## DATA SHOWN

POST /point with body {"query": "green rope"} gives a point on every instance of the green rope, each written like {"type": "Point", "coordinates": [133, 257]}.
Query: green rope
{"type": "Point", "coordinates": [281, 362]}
* * *
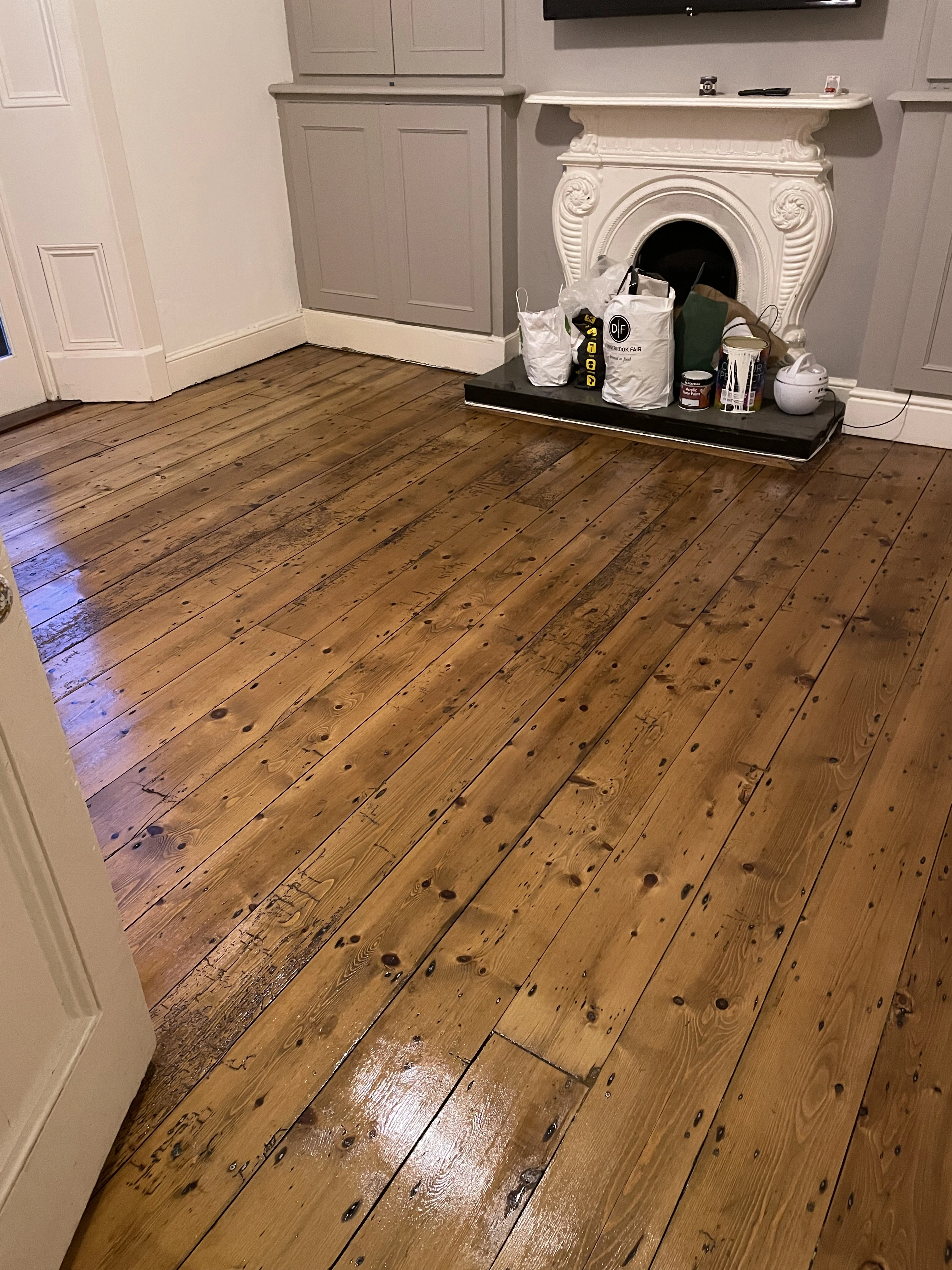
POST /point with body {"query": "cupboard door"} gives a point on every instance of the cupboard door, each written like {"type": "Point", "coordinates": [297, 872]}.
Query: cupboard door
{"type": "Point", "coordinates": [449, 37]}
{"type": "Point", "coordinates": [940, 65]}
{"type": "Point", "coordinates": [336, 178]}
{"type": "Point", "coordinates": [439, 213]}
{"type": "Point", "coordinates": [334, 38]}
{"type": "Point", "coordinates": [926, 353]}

## AIM
Pull out every row above that contains the word "rope" and copy each of those rows in full.

## SOLVED EXERCISE
POST /point with body {"query": "green rope"} gives a point on every instance of the green rope, each written like {"type": "Point", "coordinates": [133, 257]}.
Query: green rope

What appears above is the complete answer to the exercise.